-- Consigne --
Pour chacune des affirmations suivantes, dites si elle concorde avec l'article sur l'accessibilité du jeu vidéo. Répondez par oui ou non et citez mot pour mot le passage qui tranche : (a) selon Esteve, The Last of Us 2 est accessible à 100 % pour un non-voyant ; (b) une synthèse vocale lit les menus au joueur ; (c) dans le jeu, monter à cheval et ouvrir un tiroir produisent des sons différents.

──────── Document

Le jeu vidéo, plus accessible que jamais ?
Le jeu vidéo fait aujourd'hui partie intégrante de notre société. Pourtant, cela reste difficile pour tous d'accéder à ce médium. Notamment pour les malvoyants. Une situation qui pourrait commencer à changer tout doucement. Nous nous sommes rendu au centre de La Lumière à Liège pour rencontrer un malvoyant adepte de la manette !
Esteve parcourt avec aisance le monde virtuel de The Last of Us 2, dernière grosse sortie de Sony sur sa console : la PlayStation 4. Celui-ci trouve aisément son chemin et combat les ennemis sans peine. Des prouesses qui peuvent sembler banales pour un joueur classique, mais il n'en est rien car Esteve est malvoyant. The Last of Us 2 avait pour objectif de se rendre plus accessible, un pari qui semble réussi. "En fait, sur la Playstation, c'est le premier jeu que je connais qui est vraiment accessible." Nous explique Esteve Deubel, agent logistique de La Lumière. "Alors, entendons-nous, je dirais qu'il est accessible à 100% pour un malvoyant. Pour un non-voyant il y a des options qui sont là mais je pense qu'il y a encore du progrès à faire."
Il faut se diriger... À l'oreille !
Ici, l'expérience de jeu passe en grande partie par l'ouïe. Il y a tout un glossaire de son à connaître pour pouvoir réagir au moment opportun. Une synthèse vocale lit également les menus au joueur. Cette passion du jeu vidéo, Esteve la partage avec sa fille qui possède une déficience visuelle différente. L'accessibilité de ce jeu représente pour eux un grand pas en avant, mais ils espèrent voir encore certaines améliorations avec le temps. "Ce serait bien que la synthèse parle un peu plus pour nous expliquer où on est, etc." souligne Aurore Deubel. "Ici on ne sait pas où on va et on ne sait pas ce qui se trouve dans les alentours." Esteve espère, quand à lui, que les éditeurs porteront une oreille attentive aux remarques des joueurs malvoyants pour pouvoir améliorer le jeu. Celui-ci reçoit de nombreuses sollicitations d'adolescents malvoyants qui aimeraient pouvoir jouer à la console, mais l'accessibilité est rarement là. "Au niveau programmation, ici, commandes, etc, tout est au top. Par contre il faudrait un peu plus de description dans le jeu." raconte Esteve Deubel. "Il faudrait que ce soit plus précis, différencier les sons par rapport à l'action. Par exemple, pour monter à cheval ou ouvrir un tiroir on entend le même son."
L'accessibilité du jeu vidéo pourrait s'accentuer dans le futur.

────────────────
──────── Données

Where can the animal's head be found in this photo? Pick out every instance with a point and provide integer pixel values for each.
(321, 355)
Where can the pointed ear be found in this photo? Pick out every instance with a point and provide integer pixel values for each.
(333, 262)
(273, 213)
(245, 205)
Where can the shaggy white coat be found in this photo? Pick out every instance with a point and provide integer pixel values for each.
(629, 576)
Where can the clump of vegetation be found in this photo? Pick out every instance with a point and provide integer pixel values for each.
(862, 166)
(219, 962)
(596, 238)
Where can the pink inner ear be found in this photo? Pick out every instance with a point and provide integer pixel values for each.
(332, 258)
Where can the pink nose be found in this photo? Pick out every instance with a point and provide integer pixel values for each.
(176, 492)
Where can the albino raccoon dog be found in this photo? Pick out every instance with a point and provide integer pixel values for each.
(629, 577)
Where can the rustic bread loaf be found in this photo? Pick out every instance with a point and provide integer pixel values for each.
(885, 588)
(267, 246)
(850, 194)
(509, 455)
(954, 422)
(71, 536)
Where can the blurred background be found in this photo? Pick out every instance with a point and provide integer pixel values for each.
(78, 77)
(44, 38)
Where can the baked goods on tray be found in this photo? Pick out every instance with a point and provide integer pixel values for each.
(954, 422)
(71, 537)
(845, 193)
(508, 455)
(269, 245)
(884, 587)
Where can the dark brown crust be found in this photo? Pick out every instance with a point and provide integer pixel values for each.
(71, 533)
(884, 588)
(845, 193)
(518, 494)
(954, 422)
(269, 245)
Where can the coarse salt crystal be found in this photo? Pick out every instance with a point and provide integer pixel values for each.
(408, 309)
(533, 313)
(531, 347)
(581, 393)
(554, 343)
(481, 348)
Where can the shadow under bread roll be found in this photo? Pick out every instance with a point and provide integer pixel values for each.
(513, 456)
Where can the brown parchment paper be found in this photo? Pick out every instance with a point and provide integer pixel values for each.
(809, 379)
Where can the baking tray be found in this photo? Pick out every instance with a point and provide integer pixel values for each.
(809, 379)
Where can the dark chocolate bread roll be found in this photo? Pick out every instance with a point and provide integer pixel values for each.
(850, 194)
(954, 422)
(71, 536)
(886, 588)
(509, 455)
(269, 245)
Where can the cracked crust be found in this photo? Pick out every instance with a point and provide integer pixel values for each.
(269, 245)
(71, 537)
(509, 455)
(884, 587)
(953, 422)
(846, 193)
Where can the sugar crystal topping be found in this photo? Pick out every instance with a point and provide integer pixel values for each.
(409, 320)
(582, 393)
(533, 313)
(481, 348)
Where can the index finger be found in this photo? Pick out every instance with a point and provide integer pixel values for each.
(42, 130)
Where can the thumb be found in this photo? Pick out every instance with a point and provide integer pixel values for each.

────────────────

-- Réponse --
(a) Non : « Pour un non-voyant il y a des options qui sont là mais je pense qu'il y a encore du progrès à faire. »
(b) Oui : « Une synthèse vocale lit également les menus au joueur. »
(c) Non : « Par exemple, pour monter à cheval ou ouvrir un tiroir on entend le même son. »